Start Data for this task

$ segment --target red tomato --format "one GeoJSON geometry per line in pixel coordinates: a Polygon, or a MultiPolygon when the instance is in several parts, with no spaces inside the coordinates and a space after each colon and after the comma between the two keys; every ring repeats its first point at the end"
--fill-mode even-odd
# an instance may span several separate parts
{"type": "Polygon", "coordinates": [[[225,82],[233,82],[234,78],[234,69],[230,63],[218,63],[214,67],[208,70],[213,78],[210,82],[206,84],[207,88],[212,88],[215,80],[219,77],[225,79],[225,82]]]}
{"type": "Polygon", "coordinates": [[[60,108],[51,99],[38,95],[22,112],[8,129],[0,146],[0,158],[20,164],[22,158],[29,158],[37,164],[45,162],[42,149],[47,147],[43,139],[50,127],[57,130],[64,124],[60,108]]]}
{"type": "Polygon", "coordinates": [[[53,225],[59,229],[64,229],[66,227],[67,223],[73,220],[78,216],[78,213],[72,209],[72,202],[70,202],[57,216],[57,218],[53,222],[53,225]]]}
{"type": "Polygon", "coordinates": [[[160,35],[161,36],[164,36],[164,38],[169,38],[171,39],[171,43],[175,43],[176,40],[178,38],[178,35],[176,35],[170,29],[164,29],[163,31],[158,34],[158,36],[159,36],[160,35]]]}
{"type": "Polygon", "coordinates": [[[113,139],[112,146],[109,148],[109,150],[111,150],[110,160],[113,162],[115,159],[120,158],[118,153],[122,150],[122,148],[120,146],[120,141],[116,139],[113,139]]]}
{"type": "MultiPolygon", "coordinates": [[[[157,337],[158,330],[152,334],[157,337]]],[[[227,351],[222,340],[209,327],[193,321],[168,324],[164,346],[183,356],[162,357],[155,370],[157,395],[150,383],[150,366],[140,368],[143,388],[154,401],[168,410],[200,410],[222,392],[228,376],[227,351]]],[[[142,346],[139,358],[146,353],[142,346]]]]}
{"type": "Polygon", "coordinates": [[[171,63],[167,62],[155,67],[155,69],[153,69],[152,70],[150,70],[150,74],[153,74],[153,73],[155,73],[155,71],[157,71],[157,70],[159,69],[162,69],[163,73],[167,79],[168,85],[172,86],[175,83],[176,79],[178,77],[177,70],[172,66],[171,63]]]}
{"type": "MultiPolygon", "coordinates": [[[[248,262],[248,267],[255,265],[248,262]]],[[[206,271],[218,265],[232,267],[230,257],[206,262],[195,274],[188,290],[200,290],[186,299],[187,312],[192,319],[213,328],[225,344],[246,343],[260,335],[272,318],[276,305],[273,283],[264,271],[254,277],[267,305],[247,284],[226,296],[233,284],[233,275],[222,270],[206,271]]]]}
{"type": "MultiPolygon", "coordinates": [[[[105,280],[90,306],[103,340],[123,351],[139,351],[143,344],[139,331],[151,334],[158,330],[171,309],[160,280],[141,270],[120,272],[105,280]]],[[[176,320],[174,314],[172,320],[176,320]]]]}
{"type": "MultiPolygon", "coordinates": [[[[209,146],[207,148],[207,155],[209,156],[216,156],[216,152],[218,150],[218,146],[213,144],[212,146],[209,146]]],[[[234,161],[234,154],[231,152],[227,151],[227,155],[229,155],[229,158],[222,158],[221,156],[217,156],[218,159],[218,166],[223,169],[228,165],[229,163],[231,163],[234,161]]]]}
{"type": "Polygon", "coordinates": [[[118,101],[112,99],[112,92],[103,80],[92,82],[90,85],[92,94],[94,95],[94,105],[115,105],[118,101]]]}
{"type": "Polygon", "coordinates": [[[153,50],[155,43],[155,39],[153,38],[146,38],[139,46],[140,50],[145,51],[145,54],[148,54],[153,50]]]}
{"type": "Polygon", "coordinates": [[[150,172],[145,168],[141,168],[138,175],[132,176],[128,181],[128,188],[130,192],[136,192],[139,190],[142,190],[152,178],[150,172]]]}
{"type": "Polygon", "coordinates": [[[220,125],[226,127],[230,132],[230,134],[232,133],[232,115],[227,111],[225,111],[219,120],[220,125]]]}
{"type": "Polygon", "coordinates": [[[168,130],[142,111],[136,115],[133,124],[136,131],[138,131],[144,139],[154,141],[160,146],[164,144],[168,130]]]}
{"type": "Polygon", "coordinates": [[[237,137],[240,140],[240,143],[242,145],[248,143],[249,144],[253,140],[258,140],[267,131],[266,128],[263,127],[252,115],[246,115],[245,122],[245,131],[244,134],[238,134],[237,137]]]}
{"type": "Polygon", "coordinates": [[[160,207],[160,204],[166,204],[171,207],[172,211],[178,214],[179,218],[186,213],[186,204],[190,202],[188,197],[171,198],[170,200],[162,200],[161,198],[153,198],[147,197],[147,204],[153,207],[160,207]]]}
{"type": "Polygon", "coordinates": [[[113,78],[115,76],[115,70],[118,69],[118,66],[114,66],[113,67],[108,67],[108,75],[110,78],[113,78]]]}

End Data for this task

▶ **Task statement**:
Please retype everything from the start of the records down to the line containing "# an instance may span several separate parts", both ends included.

▶ **In response**:
$ segment --target red tomato --format "one GeoJSON geometry per line in pixel coordinates: a Polygon, or a MultiPolygon when the instance is in several parts, with no spaces inside the coordinates and a space after each colon and after the comma between the two keys; every ring repeats its first point at the end"
--fill-mode even-odd
# an instance may span several separate parts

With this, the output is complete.